**Records from a dataset**.
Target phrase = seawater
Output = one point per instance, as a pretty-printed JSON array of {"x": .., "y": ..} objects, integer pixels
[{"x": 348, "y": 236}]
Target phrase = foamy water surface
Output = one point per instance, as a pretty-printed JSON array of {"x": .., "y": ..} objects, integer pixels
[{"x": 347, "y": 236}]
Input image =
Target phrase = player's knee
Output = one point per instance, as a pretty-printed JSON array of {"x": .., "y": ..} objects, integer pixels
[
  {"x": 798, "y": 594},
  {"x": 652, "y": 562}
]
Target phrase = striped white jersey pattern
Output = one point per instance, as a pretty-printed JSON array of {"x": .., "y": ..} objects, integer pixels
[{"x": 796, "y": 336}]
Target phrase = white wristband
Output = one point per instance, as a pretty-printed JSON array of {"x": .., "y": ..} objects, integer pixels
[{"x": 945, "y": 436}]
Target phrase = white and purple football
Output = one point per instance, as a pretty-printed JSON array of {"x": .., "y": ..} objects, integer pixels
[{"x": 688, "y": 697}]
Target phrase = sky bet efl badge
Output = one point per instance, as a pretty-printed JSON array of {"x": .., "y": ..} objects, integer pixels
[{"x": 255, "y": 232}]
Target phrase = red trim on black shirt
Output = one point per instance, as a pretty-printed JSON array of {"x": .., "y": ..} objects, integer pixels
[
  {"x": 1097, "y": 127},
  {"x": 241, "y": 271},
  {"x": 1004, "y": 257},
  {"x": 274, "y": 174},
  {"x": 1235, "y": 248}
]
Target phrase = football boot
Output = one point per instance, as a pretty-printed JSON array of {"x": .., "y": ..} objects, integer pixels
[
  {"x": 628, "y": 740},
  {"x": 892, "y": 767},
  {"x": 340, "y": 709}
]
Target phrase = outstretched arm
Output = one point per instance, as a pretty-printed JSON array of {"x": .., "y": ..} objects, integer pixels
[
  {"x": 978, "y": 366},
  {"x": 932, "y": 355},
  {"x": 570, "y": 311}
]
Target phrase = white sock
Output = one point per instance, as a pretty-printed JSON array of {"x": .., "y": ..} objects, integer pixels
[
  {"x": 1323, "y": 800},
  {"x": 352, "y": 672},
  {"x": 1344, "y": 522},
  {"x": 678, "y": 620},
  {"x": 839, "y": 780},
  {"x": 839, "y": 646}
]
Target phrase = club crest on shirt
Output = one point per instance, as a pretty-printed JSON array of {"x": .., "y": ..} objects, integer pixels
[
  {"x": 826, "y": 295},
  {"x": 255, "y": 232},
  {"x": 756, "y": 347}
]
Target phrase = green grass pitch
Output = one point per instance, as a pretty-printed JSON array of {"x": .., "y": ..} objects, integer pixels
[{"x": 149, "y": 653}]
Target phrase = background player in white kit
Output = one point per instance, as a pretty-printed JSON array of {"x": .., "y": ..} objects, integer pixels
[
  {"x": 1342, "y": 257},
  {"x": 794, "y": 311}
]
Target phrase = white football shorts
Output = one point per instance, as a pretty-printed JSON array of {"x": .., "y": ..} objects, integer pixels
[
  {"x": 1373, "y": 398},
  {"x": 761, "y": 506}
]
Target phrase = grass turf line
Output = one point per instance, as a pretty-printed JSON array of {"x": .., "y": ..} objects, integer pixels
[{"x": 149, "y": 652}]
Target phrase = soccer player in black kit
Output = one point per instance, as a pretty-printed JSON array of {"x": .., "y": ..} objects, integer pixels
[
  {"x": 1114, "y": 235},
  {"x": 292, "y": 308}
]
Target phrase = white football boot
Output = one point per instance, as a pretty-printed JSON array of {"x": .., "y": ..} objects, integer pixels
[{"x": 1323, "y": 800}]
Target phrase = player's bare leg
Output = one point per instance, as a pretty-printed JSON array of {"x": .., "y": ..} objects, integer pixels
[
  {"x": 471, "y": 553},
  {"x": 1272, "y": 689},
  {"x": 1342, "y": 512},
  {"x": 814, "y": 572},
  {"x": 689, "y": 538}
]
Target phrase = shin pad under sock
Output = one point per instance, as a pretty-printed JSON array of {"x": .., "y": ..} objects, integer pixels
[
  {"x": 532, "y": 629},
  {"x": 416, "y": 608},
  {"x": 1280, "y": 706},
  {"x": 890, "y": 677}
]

**What is expected**. After locating the line holding "Target phrase = white and purple football" above, output exactly that line and every line after it through the line holding "Target phrase = football boot". Include nothing else.

**Exercise response**.
Target phrase = white and purple football
Output = one point per instance, as a pretty-printed JSON array of {"x": .., "y": ..} objects, integer pixels
[{"x": 688, "y": 697}]
Target phrase = sky bet efl badge
Output = one point per instance, as a pretty-printed JSON array of {"x": .., "y": ..} objects, integer pixels
[{"x": 255, "y": 232}]
Target phrase = red trim on black shirt
Output = one point per instance, as a pretty-printed JSON array of {"x": .., "y": ..} objects, integer pixels
[
  {"x": 1097, "y": 127},
  {"x": 241, "y": 271},
  {"x": 1004, "y": 257},
  {"x": 274, "y": 174},
  {"x": 1235, "y": 248}
]
Target phrase = football boot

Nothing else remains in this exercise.